Start SOURCE MATERIAL

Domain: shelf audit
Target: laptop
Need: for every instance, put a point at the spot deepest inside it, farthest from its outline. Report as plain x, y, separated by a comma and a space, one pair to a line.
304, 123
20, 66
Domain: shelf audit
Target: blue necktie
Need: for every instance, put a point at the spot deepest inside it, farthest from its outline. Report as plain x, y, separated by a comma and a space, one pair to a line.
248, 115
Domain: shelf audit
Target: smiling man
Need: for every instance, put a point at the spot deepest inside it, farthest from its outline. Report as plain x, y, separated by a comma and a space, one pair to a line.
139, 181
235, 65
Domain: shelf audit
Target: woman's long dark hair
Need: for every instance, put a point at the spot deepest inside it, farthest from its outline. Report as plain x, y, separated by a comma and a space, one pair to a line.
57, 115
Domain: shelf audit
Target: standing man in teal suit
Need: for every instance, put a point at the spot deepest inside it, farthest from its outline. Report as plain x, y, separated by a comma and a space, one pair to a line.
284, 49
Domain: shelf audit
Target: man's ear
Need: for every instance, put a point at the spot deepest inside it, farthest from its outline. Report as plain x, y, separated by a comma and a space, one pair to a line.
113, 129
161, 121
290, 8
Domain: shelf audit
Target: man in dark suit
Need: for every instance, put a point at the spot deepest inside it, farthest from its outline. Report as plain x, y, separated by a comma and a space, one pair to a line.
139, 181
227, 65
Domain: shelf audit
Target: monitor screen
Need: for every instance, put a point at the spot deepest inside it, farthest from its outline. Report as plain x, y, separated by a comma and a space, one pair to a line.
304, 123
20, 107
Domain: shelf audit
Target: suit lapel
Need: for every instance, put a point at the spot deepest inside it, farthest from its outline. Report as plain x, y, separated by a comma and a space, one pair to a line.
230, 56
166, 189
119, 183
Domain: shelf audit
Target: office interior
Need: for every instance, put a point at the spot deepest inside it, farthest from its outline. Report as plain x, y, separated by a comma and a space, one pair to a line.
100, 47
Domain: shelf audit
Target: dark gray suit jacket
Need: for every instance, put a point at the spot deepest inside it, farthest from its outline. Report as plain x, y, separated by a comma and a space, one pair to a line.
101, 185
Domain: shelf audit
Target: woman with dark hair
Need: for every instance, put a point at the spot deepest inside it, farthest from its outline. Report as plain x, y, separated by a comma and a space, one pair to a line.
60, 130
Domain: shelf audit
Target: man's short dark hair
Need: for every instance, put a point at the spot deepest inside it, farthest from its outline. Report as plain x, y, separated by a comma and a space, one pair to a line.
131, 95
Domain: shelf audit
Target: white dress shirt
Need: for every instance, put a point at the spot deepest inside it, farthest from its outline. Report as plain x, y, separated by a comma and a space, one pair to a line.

End SOURCE MATERIAL

## TO BE DONE
Using the entries above, please restate each one word for word.

## RESPONSE
Domain: shelf audit
Target: laptop
Need: for every instance, put a point at the spot deepest inside it, farthest from its outline. Report as plain x, y, separated by a comma and a space, one pair to a line.
304, 123
20, 66
Domain: shelf audit
Target: blue necktie
Need: for every instance, put a point at the spot deepest inside it, farthest from its outline. Report as plain x, y, separated by a comma and a space, one pair to a line.
248, 115
Domain: shelf audit
Target: smiling man
Need: for every instance, put a point at the spot deepest inside it, farthest from its outline. Report as plain x, y, separated by a comma and a space, one pair to a line.
139, 181
235, 65
Domain: shelf audit
Target: woman's long dark hair
Need: for every instance, put a point at the spot deepest inside it, farthest from its outline. Report as plain x, y, separated by a comma and a space, one pair to a line.
57, 115
Domain: shelf audit
Target: standing man in teal suit
Need: for every instance, put a point at the spot deepest inside it, farthest from its outline. Report as plain x, y, separated by a comma and a space, one pair to a line.
284, 49
Domain: shelf audit
Target: man's ear
Need: for every instance, put a point at the spot deepest inside it, farthest from its outline. Report as plain x, y, separated by a comma and a space, one pair to a line.
113, 129
161, 121
290, 8
Domain: shelf audit
Target: man in dark suit
Need: for every instance, put a point at the spot deepest inside it, farthest from its outline. Report as plain x, y, separated by a comma and a space, one pair to a line.
139, 181
227, 65
Domain: shelf audit
Target: monitor screen
Need: for every instance, put a point at the spot deepest inside it, farthest from its outline. Report as plain x, y, separated by a comma and a space, one pair to a line.
304, 123
20, 107
Domain: shelf audit
Target: suit lapel
Need: for every instance, put a point at the spot deepest inside it, farthest from its outline. Report as plain x, y, separated by a comma and a space, one pair to a line.
230, 56
166, 189
119, 183
Domain: shelf audit
Target: office interior
Need: for every instance, put a point at the spot deepest inside it, farthest from its outline. Report as plain x, y, separated by a comma and a space, one pair to a line.
100, 47
Domain: shelf audit
Target: dark gray suit jacket
Need: for every instance, put a point at the spot deepest inside it, farthest from its outline. Report as plain x, y, separated by a comma and a space, one pair to a line.
101, 185
Domain: shelf audit
Target: woman with dark hair
Need: for every instance, put a point at the spot deepest inside it, farthest from its outline. Report as plain x, y, separated by a comma and a space, one pair to a line.
60, 130
Domain: shelf audit
Target: man's short dark hair
Need: for every instance, put a point at the spot deepest inside it, farthest from its outline. Report as plain x, y, separated by a comma and a space, one pair to a line.
131, 95
Domain: shelf audit
Target: white dress shirt
Need: for every instance, put a point at the spot deepest inside it, farthest from its outline. Report as plain x, y, separated by a comma and a space, one pair to a line.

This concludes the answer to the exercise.